Records from a point labeling set
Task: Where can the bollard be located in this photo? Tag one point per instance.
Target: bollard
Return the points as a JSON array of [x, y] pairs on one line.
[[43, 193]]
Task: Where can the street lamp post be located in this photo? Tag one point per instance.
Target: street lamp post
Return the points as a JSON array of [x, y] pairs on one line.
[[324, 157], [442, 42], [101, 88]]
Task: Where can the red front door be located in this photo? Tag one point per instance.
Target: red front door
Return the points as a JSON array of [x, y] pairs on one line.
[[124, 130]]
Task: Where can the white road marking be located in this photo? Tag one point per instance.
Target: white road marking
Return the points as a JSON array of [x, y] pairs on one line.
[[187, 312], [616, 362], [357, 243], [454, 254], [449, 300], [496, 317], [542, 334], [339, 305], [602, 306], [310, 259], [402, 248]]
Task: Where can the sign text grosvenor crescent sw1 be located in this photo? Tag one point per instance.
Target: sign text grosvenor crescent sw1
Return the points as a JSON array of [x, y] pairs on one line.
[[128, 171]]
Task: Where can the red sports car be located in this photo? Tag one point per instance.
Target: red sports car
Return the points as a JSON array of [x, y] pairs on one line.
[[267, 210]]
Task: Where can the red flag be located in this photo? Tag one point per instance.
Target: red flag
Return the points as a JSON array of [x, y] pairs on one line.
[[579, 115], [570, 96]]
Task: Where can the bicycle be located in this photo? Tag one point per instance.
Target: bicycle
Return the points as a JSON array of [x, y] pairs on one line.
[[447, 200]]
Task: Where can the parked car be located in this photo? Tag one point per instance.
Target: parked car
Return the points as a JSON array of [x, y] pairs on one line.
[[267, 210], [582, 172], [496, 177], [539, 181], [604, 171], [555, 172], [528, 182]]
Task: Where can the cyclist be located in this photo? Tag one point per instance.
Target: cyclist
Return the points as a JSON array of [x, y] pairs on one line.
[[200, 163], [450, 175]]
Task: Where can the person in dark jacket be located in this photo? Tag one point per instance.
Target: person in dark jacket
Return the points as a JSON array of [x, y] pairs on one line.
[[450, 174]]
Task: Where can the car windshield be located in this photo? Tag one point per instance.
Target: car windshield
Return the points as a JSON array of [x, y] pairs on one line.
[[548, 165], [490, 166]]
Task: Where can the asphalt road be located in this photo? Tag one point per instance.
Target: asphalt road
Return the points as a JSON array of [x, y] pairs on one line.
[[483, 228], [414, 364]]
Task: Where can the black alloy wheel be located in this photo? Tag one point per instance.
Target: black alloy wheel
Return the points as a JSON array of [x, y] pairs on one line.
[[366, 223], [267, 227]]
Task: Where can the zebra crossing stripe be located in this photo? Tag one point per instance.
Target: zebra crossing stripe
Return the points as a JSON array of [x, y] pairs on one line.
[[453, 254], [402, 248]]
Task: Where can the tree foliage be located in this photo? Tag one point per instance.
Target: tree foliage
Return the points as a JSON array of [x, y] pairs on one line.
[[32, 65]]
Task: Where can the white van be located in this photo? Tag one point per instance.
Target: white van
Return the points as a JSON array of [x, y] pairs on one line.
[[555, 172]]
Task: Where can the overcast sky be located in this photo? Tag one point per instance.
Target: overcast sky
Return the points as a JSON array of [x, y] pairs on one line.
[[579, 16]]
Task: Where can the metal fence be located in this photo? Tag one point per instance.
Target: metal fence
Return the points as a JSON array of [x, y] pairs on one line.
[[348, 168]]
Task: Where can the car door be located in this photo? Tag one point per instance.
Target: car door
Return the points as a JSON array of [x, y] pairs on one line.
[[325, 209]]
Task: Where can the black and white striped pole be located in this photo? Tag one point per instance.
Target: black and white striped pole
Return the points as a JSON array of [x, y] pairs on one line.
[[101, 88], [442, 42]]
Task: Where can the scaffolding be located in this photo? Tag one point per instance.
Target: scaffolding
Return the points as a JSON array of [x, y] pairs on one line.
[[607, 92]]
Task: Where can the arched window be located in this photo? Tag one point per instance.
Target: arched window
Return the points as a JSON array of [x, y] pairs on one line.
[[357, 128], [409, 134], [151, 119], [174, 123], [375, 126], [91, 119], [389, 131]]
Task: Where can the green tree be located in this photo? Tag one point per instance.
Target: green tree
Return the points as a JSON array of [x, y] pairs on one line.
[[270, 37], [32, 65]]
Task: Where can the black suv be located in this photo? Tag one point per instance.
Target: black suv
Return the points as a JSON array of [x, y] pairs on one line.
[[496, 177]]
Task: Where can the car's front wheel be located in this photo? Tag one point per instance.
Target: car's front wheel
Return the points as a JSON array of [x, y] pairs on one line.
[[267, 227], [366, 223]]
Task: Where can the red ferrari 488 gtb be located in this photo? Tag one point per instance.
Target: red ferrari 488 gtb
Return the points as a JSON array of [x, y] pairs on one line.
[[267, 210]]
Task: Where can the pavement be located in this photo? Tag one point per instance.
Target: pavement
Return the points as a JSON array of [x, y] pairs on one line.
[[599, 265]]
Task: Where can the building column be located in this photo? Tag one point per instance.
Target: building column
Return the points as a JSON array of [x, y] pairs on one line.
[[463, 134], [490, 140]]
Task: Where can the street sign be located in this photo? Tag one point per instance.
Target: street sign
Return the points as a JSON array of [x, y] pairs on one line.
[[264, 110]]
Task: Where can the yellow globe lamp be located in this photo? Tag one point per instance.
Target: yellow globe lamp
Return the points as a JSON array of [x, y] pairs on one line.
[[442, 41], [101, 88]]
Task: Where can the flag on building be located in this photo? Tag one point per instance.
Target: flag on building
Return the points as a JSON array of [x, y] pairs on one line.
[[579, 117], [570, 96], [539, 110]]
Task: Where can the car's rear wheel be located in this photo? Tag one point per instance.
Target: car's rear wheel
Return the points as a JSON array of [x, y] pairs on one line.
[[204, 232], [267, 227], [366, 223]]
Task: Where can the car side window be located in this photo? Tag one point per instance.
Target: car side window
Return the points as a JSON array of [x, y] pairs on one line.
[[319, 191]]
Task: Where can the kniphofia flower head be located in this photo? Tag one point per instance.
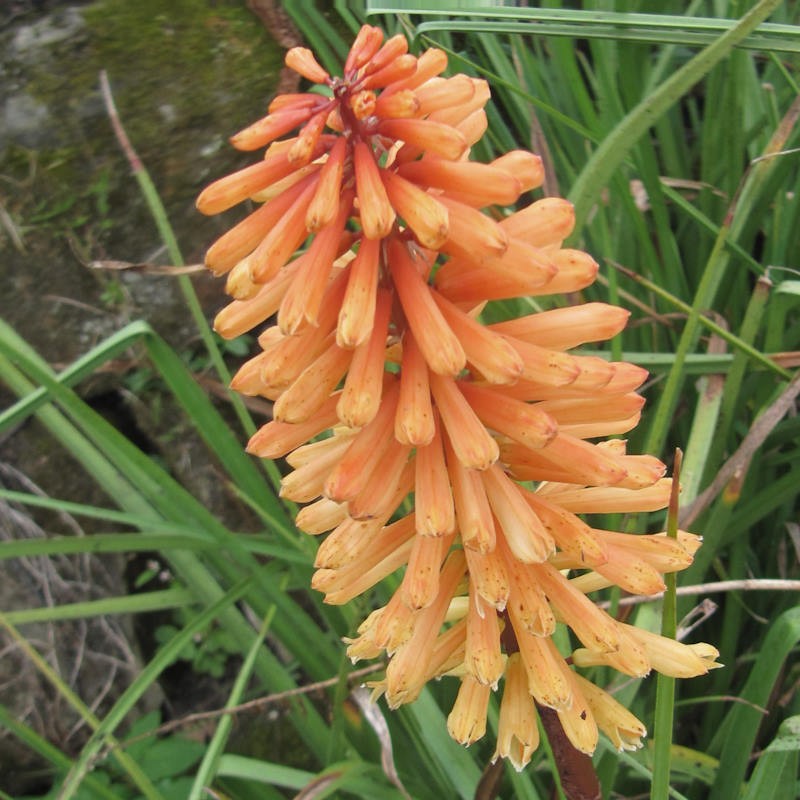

• Aim of the task: Please write out all of the data above word for word, leaving out the pictures.

• Worked answer:
Task: Where can the bollard be located in this photo? Tag one point per instance.
Target: bollard
Return the points as a JSON array of [x, y] pairs on one line.
[[43, 193]]
Task: Where can the street lamp post be located in this photo? Tag one point per instance.
Target: street lamp post
Return the points as a JSON array of [x, y] pairs on one line.
[[324, 157], [442, 42], [101, 88]]
Task: Where can the red front door be located in this photo? Tag one point per instance.
Target: red front door
Return the points as a JSON array of [x, y] pairs on one line.
[[124, 130]]
Task: Where can the white road marking be located in this photo? Tag one point per instance.
Target: white road marking
Return the points as a JSON array of [x, y] pairs on one line.
[[187, 312], [616, 362], [357, 243], [454, 254], [449, 300], [496, 317], [542, 334], [339, 305], [602, 306], [310, 259], [402, 248]]
Task: Where can the sign text grosvenor crescent sw1 be located in this photo? Tag one point per instance.
Target: sign text grosvenor crescent sw1
Return the points as a JSON array of [x, y] pairs on one line.
[[128, 171]]
Task: Where can the red sports car be located in this photo? Tag one point per instance.
Target: red sports car
Return the points as a JSON array of [x, y] pairs on one line.
[[267, 210]]
Task: Where can the red flag be located in this photo? Tag one point per instance.
Target: red flag
Return the points as a JSON array of [x, y] pairs on one line.
[[579, 115], [570, 96]]
Task: Where can the bicycle be located in this photo? Tag one point per instance.
Target: bicycle
Return the points as a JSON array of [x, y] pairs on one line.
[[447, 200]]
Task: Where can the parked car be located in this photo? Tag one point per instance.
Target: parked car
Return the points as a JSON array of [x, y] pairs on one line.
[[267, 210], [582, 172], [496, 177], [539, 181], [604, 171], [555, 172], [528, 182]]
Task: Where can the cyclist be located in this photo? Tag one point per instance.
Target: cyclist
Return the points as a JSON array of [x, y] pairs on one line.
[[200, 163], [450, 175]]
Task: Where can the person in dark jacket be located in this photo? Tag one point per instance.
Target: person in dark jacket
Return the points as a JSON array of [x, y] pairs on one line.
[[450, 174]]
Task: Where can the car windshield be located in this photo? Tag one point per instance.
Target: car windshield
Return the points as a JSON array of [x, y] pairs on one line.
[[548, 165], [490, 166]]
Task: Where can the asphalt road be located in this photo? Tag one point per instance.
Target: asphalt road
Return the points as a JSON array of [x, y] pairs on one line.
[[483, 228], [414, 364]]
Task: Where can the black alloy wheel be located in this photo? Tag one point per instance.
Target: black alloy wheel
Return the points as a JSON array of [x, y] pairs on one line.
[[366, 223], [267, 227]]
Task: Where can the zebra crossing stripe be located in this photo? Tag one point per instance.
Target: zebra crossing stripe
Return the points as a JSON array of [x, y] pairs on one line.
[[453, 254], [402, 248]]
Task: Where can the tree foliage be located in this photo? Tag one point per instance.
Target: tree foliage
Return the points as a JSON array of [x, y] pairs on one line.
[[32, 65]]
Task: Where can the white van be located in this photo? Tag one point per instance.
Target: white van
Return the points as a JSON array of [x, y] pairs on one line.
[[555, 172]]
Task: Where can the overcast sky be located in this photo? Tag one point per instance.
Target: overcast sky
Return the points as a JSON array of [x, y] pairs on one line.
[[579, 16]]
Task: Where can the metal fence be located in this photo? Tag one point per instance.
Target: metal fence
Return the points as a JSON array of [x, y] pairs on one line.
[[348, 168]]
Task: Where can the car door be located in this photo? Tag one point per instance.
Target: car door
Return the points as a JSON array of [x, y] pairs on one line.
[[325, 209]]
Task: Where can the black and white striped pole be located in this photo? Tag one point per instance.
Target: black and white striped pole
Return the points as a JSON array of [x, y] pairs on one line.
[[101, 88], [442, 42]]
Task: Where can the scaffolding be located in this photo? Tag one point per instance.
Target: scaffolding
Return the points as a JSON array of [x, y] pairs on one line.
[[607, 92]]
Task: Where can the arched window be located in this photo? Tag one point per instance.
Target: arched window
Return the points as a JSON array of [x, y] pairs on one line.
[[357, 128], [409, 134], [151, 119], [174, 123], [375, 126], [91, 119], [389, 131]]
Task: Where can the green tree be located in this photo? Tag one point per instance.
Target: green tree
Return the points as a JSON array of [x, y] pairs on one line.
[[270, 37], [32, 65]]
Task: Where can the black suv be located in this photo? Tag one point per instance.
Target: black suv
Return the points as a JSON array of [x, y] pairs on one line.
[[496, 177]]
Task: Where can the car's front wheel be located in this photo? Tag one point per instance.
Target: car's front wheel
Return the points as a JSON array of [x, y] pairs on one line.
[[267, 227], [366, 223]]
Task: Where can the red ferrari 488 gtb be located in this photo? Tag one point per instance.
Target: red ferrari 488 gtb
Return the points as a JSON array of [x, y] pairs on one line.
[[267, 210]]
Task: Where can the pavement be located in this photo? Tag one point per instance.
Target: pavement
Return the points as a JSON array of [x, y] pairs on one line.
[[599, 265]]
Task: Where can the building column be located in this photo? Tag one point per instance.
Target: building column
Return the points as a JSON array of [x, y] pairs on one line.
[[463, 134], [490, 140]]
Task: Where can the street sign be located in this photo? Tag one point per instance.
Target: street sign
Return the points as a JSON array of [x, y] pairs on one line.
[[264, 110]]
Task: Where can the yellow globe lamp be located in this photo? Tag one point per instance.
Target: yellow globe lamp
Return the points as a JSON array of [x, y] pairs on one line.
[[442, 41], [101, 88]]
Task: Where can the flag on building be located in this photo? Tag one point per instance.
Target: flag on building
Return the points as a JSON array of [x, y] pairs on one line.
[[579, 117], [570, 96], [539, 110]]
Task: Where can the car's rear wheel be located in this photo? Tag one point per instance.
Target: car's rear wheel
Return the points as a JSON array of [x, y] pairs on one line.
[[204, 232], [267, 227], [366, 223]]
Task: Where can the car side window be located in this photo? Tag one point per instance.
Target: car side window
Return the points as a JSON array of [x, y] pairs on one line.
[[319, 191]]
Task: Where can the kniphofia flower head be located in this photo? Tag one point per instance.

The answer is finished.